- Given exercise
Quote word for word the stretch of the entries below from the line containing "of the grey" through the final entry, with both ends included.
::: Given data
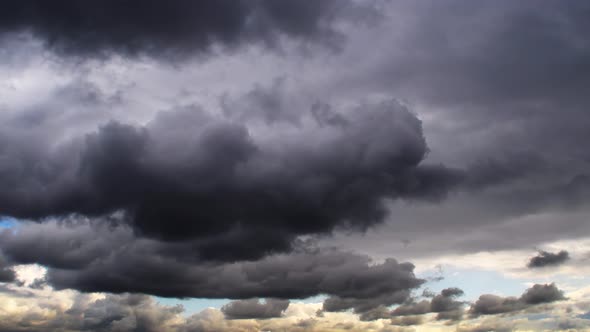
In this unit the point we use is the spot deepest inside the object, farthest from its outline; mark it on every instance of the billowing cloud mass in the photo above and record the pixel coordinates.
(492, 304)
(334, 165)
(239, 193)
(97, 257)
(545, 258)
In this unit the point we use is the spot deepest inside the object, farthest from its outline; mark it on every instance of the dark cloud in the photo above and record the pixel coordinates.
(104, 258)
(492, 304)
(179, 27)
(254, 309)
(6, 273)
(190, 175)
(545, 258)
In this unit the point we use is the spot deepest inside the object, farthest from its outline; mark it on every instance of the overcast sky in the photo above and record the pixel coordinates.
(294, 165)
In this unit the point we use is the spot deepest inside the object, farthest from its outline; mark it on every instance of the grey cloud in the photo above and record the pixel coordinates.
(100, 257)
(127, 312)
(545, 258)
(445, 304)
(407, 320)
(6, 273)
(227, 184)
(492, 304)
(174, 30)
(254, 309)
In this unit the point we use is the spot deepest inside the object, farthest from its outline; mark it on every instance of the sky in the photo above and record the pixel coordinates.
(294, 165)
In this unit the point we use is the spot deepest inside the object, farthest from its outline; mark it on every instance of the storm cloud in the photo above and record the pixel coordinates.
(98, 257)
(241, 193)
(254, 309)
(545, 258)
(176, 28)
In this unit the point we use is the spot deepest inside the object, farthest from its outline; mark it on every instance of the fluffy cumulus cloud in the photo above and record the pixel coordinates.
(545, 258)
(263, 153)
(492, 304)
::::::
- Output below
In this unit the point we use is the spot deepest inside the object, farthest from its outline; mark it on every instance of the grey cloud in the photo above and record the pixel coordinates.
(100, 257)
(127, 312)
(545, 258)
(445, 304)
(407, 320)
(6, 273)
(227, 184)
(492, 304)
(174, 30)
(254, 309)
In this unit the point we use is the spot deepest inside the object, farthest from its outline; mark it on every instance of the sky in the photo above and record the pixel coordinates.
(294, 165)
In this unit the point we use is the spot deepest inside the object, farthest from its outline; mark it on every instance of the storm cloud in the photo above and record the pixel coordinates.
(98, 257)
(241, 193)
(254, 309)
(545, 258)
(176, 28)
In this unit the point we use is the spot deepest inside the object, farthest from its outline; mark it on every instance of the fluffy cumulus cloud in the photo above and record the pixel coordinates.
(545, 258)
(263, 153)
(492, 304)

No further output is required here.